> **Stated task**
Locate the line containing "hand in the photo below, place" in the material below. Copy that line and all following lines through the end exactly, omitting any pictures.

> **Provided material**
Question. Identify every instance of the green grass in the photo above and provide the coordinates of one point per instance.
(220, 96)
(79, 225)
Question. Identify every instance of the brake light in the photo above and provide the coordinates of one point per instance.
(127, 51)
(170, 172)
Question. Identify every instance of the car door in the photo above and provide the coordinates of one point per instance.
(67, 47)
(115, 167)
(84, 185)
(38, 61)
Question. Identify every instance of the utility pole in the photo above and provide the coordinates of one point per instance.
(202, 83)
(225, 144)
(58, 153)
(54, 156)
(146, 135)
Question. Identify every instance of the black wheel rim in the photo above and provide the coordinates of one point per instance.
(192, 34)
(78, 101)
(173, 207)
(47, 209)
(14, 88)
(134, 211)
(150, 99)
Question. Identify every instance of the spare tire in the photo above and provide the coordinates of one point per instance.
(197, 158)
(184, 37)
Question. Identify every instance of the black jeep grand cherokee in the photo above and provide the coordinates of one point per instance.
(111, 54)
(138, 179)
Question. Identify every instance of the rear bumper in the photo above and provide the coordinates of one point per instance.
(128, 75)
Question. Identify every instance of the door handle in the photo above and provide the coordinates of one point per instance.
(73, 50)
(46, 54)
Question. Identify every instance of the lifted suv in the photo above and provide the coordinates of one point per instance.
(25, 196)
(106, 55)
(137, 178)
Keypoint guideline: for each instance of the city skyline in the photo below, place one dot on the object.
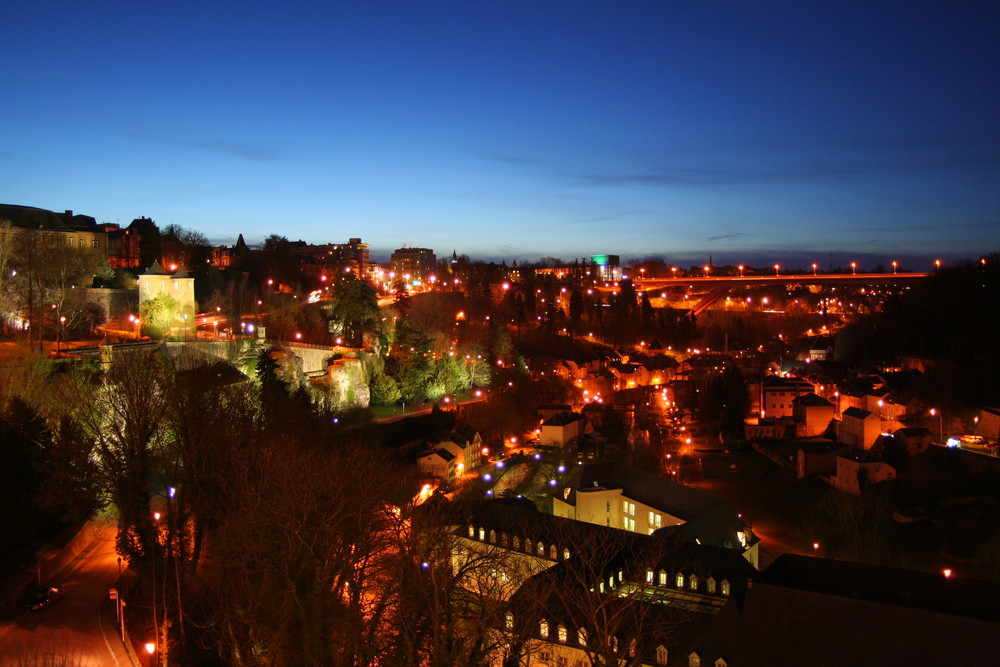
(504, 131)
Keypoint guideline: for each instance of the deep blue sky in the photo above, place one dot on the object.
(753, 131)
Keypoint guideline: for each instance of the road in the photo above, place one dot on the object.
(79, 630)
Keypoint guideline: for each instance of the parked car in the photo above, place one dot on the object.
(44, 598)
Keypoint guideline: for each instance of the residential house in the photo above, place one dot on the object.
(859, 428)
(619, 496)
(812, 415)
(777, 394)
(858, 468)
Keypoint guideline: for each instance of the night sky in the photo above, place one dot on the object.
(754, 131)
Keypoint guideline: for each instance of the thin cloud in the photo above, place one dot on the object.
(245, 150)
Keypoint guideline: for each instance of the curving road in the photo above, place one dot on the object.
(79, 630)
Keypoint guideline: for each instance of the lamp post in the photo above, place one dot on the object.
(940, 416)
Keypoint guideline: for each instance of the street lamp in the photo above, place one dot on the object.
(940, 417)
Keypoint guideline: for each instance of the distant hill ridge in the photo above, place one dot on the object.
(39, 218)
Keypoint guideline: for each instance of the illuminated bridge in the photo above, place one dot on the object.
(719, 286)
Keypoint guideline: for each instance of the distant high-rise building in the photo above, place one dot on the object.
(418, 263)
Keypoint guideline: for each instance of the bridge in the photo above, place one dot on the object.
(719, 286)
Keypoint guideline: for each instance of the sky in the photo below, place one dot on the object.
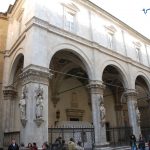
(128, 11)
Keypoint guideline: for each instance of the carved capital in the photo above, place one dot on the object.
(39, 121)
(9, 93)
(55, 100)
(131, 94)
(23, 122)
(96, 86)
(36, 74)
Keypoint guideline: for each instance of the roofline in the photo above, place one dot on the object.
(105, 14)
(116, 20)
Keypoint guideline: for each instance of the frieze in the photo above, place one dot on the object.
(96, 86)
(33, 75)
(131, 93)
(9, 92)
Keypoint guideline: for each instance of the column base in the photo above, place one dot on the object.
(103, 146)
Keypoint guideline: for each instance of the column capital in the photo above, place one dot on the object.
(96, 86)
(36, 74)
(9, 92)
(130, 93)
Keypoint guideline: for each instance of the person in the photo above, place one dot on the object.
(45, 146)
(149, 144)
(133, 142)
(79, 146)
(13, 145)
(22, 147)
(29, 146)
(63, 145)
(141, 143)
(71, 144)
(57, 144)
(34, 147)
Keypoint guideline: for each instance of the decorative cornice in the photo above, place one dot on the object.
(9, 93)
(130, 94)
(51, 28)
(96, 86)
(36, 74)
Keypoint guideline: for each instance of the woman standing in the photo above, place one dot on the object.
(141, 143)
(133, 142)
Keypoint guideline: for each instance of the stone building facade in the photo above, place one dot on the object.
(3, 37)
(72, 58)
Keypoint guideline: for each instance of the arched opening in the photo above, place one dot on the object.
(11, 106)
(69, 98)
(143, 101)
(16, 82)
(116, 107)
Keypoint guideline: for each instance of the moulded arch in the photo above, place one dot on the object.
(78, 52)
(119, 68)
(144, 77)
(14, 64)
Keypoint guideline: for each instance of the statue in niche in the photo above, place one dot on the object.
(102, 111)
(22, 104)
(138, 115)
(39, 103)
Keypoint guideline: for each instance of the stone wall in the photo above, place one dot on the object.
(3, 36)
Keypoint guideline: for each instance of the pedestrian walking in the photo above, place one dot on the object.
(13, 145)
(133, 142)
(141, 143)
(149, 144)
(45, 146)
(34, 147)
(29, 146)
(79, 146)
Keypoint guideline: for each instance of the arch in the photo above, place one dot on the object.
(14, 64)
(144, 77)
(76, 51)
(119, 68)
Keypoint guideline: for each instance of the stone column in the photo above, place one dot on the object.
(98, 111)
(34, 103)
(133, 112)
(10, 94)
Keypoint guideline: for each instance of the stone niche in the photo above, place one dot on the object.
(74, 114)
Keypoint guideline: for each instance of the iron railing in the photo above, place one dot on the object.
(8, 136)
(85, 135)
(145, 131)
(119, 136)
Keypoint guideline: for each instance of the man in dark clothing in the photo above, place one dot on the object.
(13, 145)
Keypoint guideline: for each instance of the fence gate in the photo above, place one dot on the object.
(85, 135)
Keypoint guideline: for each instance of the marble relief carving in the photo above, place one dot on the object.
(102, 111)
(22, 106)
(138, 115)
(39, 106)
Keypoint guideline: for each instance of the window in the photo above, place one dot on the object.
(19, 20)
(110, 40)
(70, 11)
(110, 35)
(137, 47)
(138, 55)
(69, 21)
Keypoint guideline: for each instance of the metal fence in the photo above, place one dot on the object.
(8, 136)
(119, 136)
(85, 135)
(146, 133)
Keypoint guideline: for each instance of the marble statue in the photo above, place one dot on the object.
(39, 103)
(22, 104)
(102, 112)
(138, 115)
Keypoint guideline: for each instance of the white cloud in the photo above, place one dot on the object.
(5, 4)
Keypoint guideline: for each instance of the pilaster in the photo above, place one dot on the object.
(98, 110)
(133, 111)
(36, 81)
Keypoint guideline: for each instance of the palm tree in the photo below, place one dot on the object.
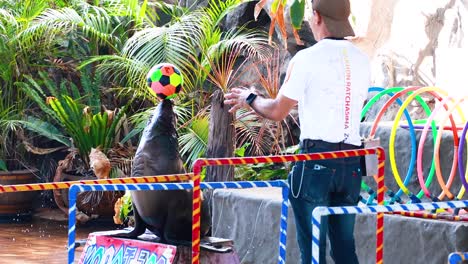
(207, 57)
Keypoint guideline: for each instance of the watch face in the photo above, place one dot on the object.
(250, 98)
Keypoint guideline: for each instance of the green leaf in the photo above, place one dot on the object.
(297, 13)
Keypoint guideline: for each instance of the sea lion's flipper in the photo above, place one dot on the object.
(138, 229)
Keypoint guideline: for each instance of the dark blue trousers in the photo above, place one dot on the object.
(332, 182)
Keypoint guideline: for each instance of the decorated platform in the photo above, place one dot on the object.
(102, 247)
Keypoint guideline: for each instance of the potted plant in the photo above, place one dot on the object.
(13, 166)
(76, 118)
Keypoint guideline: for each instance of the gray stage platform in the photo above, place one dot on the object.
(251, 218)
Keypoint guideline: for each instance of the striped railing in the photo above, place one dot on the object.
(75, 189)
(324, 211)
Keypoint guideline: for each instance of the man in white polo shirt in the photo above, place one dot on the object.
(329, 83)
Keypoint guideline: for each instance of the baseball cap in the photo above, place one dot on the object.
(335, 14)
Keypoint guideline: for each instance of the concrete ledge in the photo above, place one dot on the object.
(251, 218)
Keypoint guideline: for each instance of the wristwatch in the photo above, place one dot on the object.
(250, 98)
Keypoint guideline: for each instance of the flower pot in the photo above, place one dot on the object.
(17, 203)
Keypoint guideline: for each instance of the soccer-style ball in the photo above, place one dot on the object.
(165, 80)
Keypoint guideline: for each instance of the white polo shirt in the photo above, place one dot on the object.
(329, 81)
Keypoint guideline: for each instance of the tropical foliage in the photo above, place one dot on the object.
(66, 63)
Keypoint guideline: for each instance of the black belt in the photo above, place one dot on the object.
(310, 143)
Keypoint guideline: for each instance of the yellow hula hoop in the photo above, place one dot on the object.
(396, 123)
(440, 179)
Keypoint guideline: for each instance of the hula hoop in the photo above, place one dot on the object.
(435, 156)
(446, 187)
(461, 167)
(421, 148)
(393, 197)
(411, 167)
(431, 90)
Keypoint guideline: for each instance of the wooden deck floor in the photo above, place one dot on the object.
(41, 241)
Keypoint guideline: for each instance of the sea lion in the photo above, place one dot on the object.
(168, 214)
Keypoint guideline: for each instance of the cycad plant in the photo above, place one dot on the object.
(77, 121)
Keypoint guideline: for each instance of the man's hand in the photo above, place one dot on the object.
(237, 98)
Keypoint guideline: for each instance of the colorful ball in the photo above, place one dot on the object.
(165, 80)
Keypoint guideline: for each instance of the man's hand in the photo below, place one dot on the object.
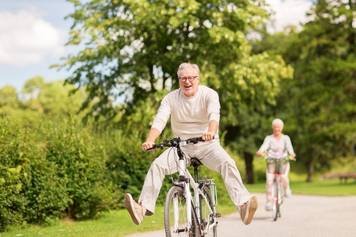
(208, 136)
(147, 145)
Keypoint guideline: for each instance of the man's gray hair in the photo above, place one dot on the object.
(183, 66)
(277, 121)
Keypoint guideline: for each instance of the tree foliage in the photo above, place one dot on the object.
(320, 103)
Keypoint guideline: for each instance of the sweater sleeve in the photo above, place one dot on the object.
(213, 106)
(289, 146)
(162, 115)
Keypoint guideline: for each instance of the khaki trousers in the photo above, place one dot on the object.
(211, 154)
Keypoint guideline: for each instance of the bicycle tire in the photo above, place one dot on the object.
(171, 216)
(276, 206)
(204, 219)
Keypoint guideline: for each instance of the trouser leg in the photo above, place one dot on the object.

> **Answer to this problem**
Keypoint guideline: for each instance of the man's hand in the photo below, place one dot on the object.
(208, 136)
(147, 145)
Keypoint guideline: for each instance of the man's gray hair in the photo above, place one dot on the object.
(183, 66)
(277, 121)
Keypoint guideline: for each instance of the tree foliage in the photo above, place one dot on the object.
(320, 103)
Keypoint guideline: for each instance of the sweater sleeve in the photo above, place one dot on the object.
(213, 106)
(289, 146)
(162, 115)
Keypoint guideline: for each instance of the khaki trousers in the photo above, place one dot on the object.
(211, 154)
Keypoint guideline: for each instance of the bicycle tire in the photo above, place one dot on the object.
(171, 216)
(276, 206)
(204, 219)
Keypoint guideline: for each instance of the trouser leg in the photo above, place one dot on the object.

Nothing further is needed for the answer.